# Directions:
In the items below, copy out the part that opens with the line containing "Objective - one point per instance of the deer ear" and runs through the end of the items, keeping every line, including the requests. Multiply each coordinate in the answers by 2.2 and round it to a whole number, with halves rounded up.

(Position identification records)
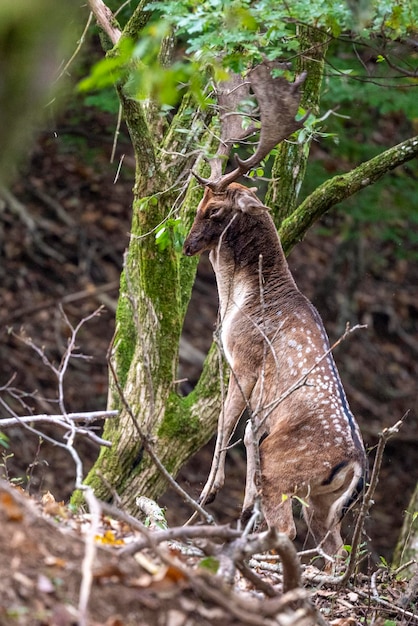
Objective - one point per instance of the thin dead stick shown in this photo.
(105, 20)
(184, 533)
(78, 48)
(149, 449)
(88, 416)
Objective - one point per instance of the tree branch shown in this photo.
(341, 187)
(105, 20)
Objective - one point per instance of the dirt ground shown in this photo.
(64, 229)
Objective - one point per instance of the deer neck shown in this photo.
(247, 261)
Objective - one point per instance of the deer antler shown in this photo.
(278, 101)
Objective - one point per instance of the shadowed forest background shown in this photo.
(64, 228)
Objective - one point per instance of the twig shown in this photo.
(78, 48)
(88, 416)
(185, 533)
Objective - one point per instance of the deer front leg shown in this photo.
(235, 404)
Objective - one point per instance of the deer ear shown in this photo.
(249, 203)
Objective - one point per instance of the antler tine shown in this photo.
(229, 95)
(278, 101)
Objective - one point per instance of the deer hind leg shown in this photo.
(276, 497)
(253, 468)
(326, 507)
(235, 404)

# Solution to this exercise:
Objective - one point per instance of the deer ear shown in this photo.
(548, 447)
Objective - one point per instance of the antler tine shown in this photo.
(504, 209)
(612, 222)
Objective - one point per instance of the deer hind leg shown in this photo.
(607, 1093)
(557, 1030)
(717, 1115)
(517, 889)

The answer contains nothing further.